* WORK INSTRUCTIONS:
Go through the records and copy each line where the string "instance" occurs.

•••••

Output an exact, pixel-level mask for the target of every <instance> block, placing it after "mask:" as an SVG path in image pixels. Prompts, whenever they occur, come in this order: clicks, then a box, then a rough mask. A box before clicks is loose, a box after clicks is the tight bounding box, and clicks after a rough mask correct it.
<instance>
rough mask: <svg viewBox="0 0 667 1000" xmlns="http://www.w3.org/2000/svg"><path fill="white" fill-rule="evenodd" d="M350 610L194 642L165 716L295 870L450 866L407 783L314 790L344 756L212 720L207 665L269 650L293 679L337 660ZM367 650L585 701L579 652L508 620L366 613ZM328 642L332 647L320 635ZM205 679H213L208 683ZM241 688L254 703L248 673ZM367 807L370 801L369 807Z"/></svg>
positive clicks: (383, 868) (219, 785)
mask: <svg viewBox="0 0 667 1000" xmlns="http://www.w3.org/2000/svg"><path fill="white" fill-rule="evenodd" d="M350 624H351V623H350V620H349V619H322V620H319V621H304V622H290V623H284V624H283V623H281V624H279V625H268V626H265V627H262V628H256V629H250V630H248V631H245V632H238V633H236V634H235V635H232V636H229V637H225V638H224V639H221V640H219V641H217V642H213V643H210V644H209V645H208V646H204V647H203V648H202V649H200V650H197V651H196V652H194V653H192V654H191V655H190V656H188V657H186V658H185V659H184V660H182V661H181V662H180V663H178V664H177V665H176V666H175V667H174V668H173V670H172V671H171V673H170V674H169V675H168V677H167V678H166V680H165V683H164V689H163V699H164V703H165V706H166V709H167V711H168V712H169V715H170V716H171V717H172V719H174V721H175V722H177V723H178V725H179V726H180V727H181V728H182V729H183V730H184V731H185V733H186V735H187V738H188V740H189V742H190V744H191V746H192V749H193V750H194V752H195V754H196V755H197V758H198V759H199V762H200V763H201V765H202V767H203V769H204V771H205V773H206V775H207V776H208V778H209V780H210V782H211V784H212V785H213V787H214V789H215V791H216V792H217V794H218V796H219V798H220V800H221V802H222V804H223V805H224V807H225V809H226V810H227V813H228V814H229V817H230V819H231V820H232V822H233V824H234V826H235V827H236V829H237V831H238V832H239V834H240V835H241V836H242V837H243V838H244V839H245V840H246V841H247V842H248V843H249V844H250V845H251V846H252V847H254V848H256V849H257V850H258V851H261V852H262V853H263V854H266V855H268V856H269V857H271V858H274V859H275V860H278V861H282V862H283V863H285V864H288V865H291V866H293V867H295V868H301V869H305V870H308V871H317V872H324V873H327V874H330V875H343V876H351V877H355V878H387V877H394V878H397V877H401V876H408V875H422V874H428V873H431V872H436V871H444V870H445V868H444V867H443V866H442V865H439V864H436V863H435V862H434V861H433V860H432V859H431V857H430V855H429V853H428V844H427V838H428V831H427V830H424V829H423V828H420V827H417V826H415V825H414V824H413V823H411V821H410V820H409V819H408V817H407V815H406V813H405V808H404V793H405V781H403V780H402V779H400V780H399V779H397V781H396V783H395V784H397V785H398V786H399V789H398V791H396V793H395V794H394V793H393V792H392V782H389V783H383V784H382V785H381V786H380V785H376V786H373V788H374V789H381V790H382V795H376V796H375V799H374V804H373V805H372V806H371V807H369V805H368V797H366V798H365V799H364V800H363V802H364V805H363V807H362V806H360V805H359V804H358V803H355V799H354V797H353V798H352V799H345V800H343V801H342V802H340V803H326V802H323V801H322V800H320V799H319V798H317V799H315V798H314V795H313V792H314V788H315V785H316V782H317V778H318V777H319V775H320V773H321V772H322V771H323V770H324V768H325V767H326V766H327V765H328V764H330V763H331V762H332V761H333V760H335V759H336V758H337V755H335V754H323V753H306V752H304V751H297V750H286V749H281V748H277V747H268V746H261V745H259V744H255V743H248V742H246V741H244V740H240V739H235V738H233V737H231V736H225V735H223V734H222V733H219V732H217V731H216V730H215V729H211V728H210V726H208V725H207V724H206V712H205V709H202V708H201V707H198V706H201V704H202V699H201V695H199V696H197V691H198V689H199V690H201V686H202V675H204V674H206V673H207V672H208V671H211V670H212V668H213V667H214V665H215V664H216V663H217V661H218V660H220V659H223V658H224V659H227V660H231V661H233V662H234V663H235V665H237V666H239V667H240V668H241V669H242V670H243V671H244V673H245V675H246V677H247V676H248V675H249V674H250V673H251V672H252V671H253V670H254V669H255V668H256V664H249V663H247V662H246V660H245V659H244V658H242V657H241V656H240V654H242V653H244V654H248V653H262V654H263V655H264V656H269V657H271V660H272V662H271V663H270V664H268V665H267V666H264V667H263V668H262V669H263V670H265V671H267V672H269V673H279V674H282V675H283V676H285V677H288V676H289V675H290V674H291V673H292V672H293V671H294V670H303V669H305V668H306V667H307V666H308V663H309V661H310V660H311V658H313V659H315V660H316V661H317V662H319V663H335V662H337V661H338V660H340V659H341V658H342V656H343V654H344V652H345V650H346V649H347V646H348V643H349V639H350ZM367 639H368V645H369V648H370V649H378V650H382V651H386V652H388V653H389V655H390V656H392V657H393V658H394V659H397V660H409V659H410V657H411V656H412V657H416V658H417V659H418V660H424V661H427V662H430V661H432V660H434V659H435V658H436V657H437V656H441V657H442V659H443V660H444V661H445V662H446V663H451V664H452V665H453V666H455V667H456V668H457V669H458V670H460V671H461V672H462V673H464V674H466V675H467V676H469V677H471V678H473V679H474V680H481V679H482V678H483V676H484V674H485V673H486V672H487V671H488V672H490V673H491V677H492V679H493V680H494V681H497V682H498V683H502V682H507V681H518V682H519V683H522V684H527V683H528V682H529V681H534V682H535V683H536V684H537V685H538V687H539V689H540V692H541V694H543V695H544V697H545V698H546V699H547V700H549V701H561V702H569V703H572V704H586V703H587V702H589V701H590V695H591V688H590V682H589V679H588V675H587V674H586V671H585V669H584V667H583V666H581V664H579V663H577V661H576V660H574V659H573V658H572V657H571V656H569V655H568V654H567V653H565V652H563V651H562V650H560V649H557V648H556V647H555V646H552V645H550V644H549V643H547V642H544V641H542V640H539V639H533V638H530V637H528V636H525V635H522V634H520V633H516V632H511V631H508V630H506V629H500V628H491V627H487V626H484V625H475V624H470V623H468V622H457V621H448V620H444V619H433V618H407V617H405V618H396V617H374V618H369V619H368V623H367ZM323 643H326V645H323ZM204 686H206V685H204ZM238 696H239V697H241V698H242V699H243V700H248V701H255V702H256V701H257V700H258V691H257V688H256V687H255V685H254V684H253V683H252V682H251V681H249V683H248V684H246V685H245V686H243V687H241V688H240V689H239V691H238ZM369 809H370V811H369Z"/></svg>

•••••

* EXERCISE ANSWER:
Output an exact, pixel-level mask for the target of every <instance> block, placing it after "mask:" as an SVG path in image pixels. Prompts, whenever they occur, come in this order: clicks, then a box, then a rough mask. A box before clicks is loose, a box after clicks is the tight bounding box, and clicks after a rough mask correct it.
<instance>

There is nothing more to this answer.